─── 演習入力

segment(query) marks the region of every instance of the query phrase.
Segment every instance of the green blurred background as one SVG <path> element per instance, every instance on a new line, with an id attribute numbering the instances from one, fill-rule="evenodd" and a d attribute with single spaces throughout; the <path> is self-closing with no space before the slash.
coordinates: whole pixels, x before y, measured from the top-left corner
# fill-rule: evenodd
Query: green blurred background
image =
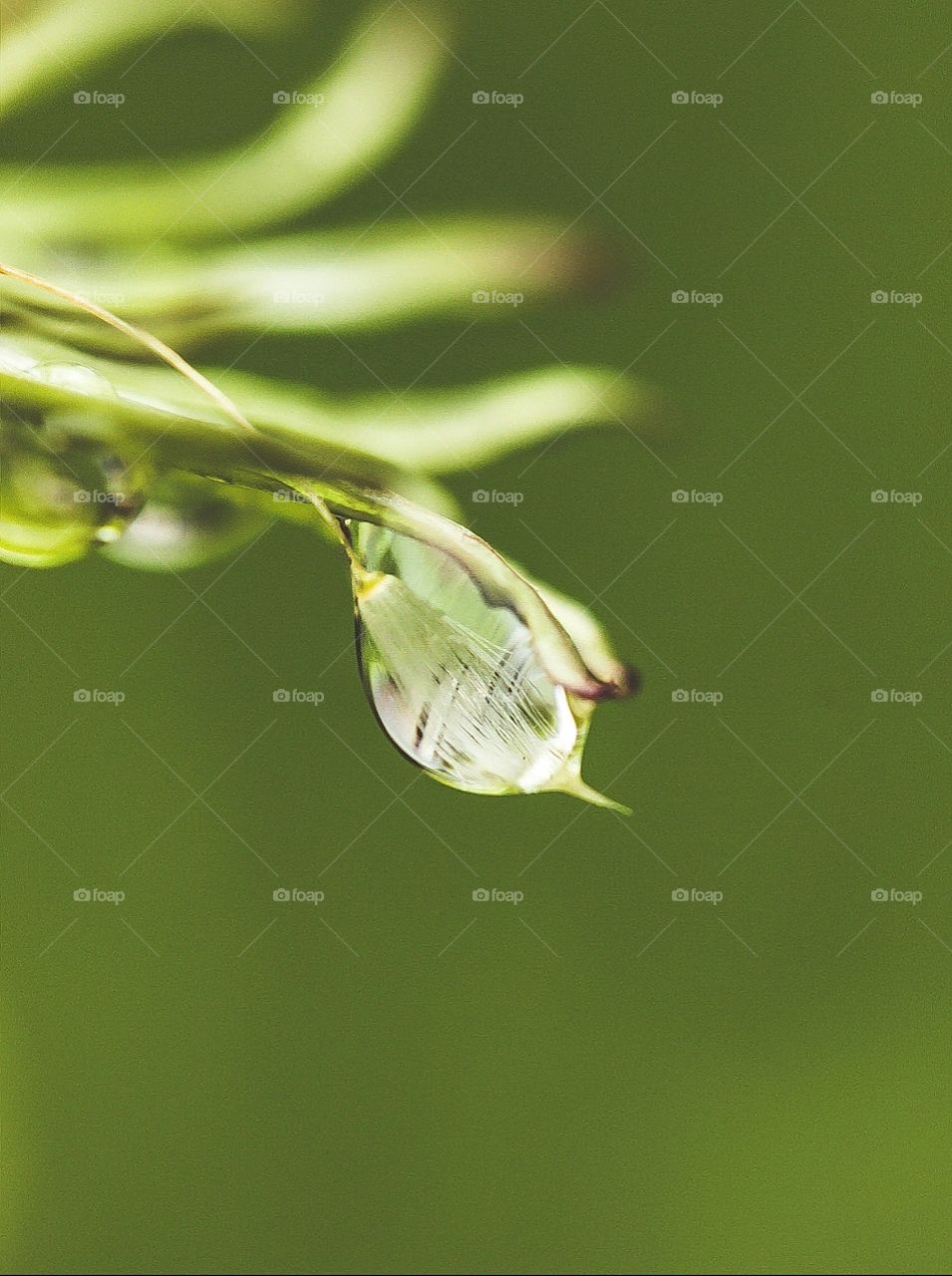
<path id="1" fill-rule="evenodd" d="M 142 160 L 124 124 L 171 163 L 250 137 L 352 18 L 324 4 L 251 48 L 175 29 L 87 77 L 121 75 L 121 111 L 57 142 L 64 85 L 6 154 Z M 463 3 L 412 142 L 311 225 L 415 182 L 424 219 L 579 218 L 614 287 L 209 352 L 347 390 L 556 359 L 667 392 L 643 443 L 588 431 L 454 484 L 642 670 L 588 752 L 629 820 L 416 775 L 302 531 L 188 584 L 4 570 L 11 1270 L 944 1270 L 948 37 L 909 3 Z"/>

──────

作業内容
すべての項目の行を、「green blurred background」を「blurry green backdrop」に差し替え、それ以外は変えずにもう一度書いてください。画像は回答に含めないでください。

記述回答
segment(query) marks the region of every instance of the query phrase.
Segment every instance of the blurry green backdrop as one SVG <path> element per instance, every instance on a new line, with an id attribute numbering the instances from one, fill-rule="evenodd" and a d attribute with single spaces throughout; the <path> is self-closing with no space before the slash.
coordinates: whole pixels, x before y, measured from the top-left corner
# fill-rule: evenodd
Query: blurry green backdrop
image =
<path id="1" fill-rule="evenodd" d="M 142 160 L 124 124 L 171 163 L 250 137 L 352 18 L 324 4 L 251 48 L 175 29 L 87 77 L 121 75 L 121 111 L 57 142 L 64 85 L 6 154 Z M 463 3 L 412 142 L 311 225 L 415 182 L 424 219 L 579 218 L 614 287 L 209 352 L 347 390 L 556 359 L 667 392 L 643 443 L 588 431 L 454 484 L 642 670 L 588 752 L 629 820 L 416 775 L 302 531 L 188 584 L 4 570 L 11 1270 L 944 1270 L 948 37 L 909 3 Z"/>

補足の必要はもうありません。